Task brief:
Give back exactly the lines of the material below that start at the line containing "Target: driver in racing suit" and end at the line containing "the form [437,312].", and no others.
####
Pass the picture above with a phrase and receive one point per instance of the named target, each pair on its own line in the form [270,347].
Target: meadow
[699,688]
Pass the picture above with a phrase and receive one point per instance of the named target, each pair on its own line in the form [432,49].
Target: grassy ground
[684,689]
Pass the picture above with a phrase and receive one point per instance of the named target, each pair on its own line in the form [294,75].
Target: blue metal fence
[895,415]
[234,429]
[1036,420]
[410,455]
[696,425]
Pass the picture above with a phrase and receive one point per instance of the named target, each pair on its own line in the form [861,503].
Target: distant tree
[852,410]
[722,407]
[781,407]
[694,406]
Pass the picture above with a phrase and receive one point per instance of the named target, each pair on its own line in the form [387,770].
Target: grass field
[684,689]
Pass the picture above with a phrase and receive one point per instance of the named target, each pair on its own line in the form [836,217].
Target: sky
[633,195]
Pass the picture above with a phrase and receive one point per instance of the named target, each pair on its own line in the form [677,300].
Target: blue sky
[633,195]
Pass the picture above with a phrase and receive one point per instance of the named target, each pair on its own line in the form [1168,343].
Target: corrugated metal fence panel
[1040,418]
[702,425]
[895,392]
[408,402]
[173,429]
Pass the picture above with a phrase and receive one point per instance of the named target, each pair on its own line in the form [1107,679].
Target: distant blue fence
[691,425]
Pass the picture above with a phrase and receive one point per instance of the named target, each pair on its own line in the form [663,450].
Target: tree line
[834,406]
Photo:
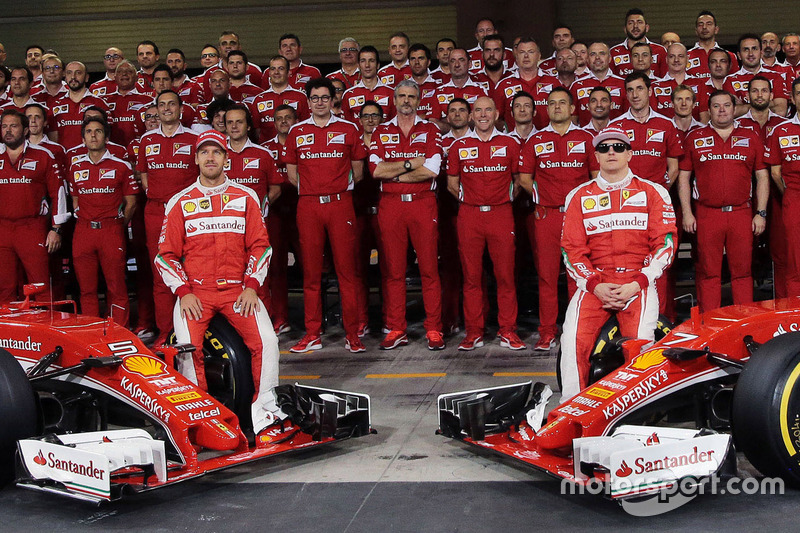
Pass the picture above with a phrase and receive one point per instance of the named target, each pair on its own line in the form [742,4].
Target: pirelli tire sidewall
[18,412]
[766,409]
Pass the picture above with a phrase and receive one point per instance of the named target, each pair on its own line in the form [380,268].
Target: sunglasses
[605,148]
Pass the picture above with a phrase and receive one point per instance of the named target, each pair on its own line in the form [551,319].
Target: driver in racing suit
[214,253]
[617,239]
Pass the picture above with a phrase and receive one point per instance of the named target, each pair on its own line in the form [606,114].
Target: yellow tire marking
[787,441]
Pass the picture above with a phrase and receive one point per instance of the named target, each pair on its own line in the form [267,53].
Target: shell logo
[144,365]
[649,359]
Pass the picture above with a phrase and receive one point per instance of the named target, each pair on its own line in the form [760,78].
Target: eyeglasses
[618,147]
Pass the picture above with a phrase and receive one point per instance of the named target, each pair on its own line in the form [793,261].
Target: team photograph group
[599,161]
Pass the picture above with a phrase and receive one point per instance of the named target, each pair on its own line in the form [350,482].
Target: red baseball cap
[612,133]
[212,136]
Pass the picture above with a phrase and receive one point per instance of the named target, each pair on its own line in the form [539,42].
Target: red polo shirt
[723,170]
[323,155]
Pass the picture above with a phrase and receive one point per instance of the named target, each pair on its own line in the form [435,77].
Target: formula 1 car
[656,415]
[90,412]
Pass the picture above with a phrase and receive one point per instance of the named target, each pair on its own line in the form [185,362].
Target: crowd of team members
[479,151]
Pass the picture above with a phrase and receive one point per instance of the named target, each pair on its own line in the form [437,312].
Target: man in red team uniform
[676,75]
[655,144]
[736,83]
[493,70]
[240,89]
[763,121]
[562,39]
[103,197]
[600,75]
[526,79]
[554,161]
[458,117]
[443,48]
[189,91]
[279,93]
[406,155]
[127,105]
[30,227]
[147,56]
[782,154]
[348,54]
[299,73]
[282,223]
[617,240]
[324,158]
[636,29]
[68,111]
[166,166]
[482,168]
[699,55]
[368,89]
[111,60]
[53,87]
[419,58]
[460,85]
[483,28]
[248,163]
[399,69]
[655,147]
[723,157]
[213,269]
[251,165]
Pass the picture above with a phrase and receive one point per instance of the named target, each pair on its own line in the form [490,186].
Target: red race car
[656,415]
[90,412]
####
Problem solution:
Target: driver in racing suit
[214,253]
[617,239]
Pass the picture above with a phrase and receive one point per instance of the named target, each pair on its own line in the form [606,114].
Target: yellow tire marking
[787,441]
Pass the picture above with a phrase and receive one point per instance of the named target, each pair on its own line in the form [267,53].
Target: shell logo
[144,365]
[649,359]
Pass the picture above with a phrase and receive one point per instance of the named target, each pair on its own line in the form [760,78].
Target: eyeglasses
[618,147]
Pass the picture above with a phrase and receive one point per instance of the named target, each pair on its own line in the form [793,261].
Target: team photograph group
[599,161]
Pass the picture above with a phrase and receive one point per instance of the named target, each pair on its own line in the form [350,482].
Target: red baseball cap
[612,133]
[212,136]
Pass the picture above with a phrase and receive one point per instance of the named target, each pair on its own line in the form [539,42].
Target: red polo shirt
[723,170]
[323,155]
Pass the picture above with a phrase and receive one point per instance of the named target, each pair on its own line in the form [435,77].
Target: formula 1 car
[656,415]
[90,412]
Pass the picture above with a phrase and receive one point per instance of the named target, each pair on its own line in the form [185,362].
Target: crowd of team members
[479,151]
Pass the picture above with a phrase and receive one point per instance of the named target, each pair on its own line in the form [437,312].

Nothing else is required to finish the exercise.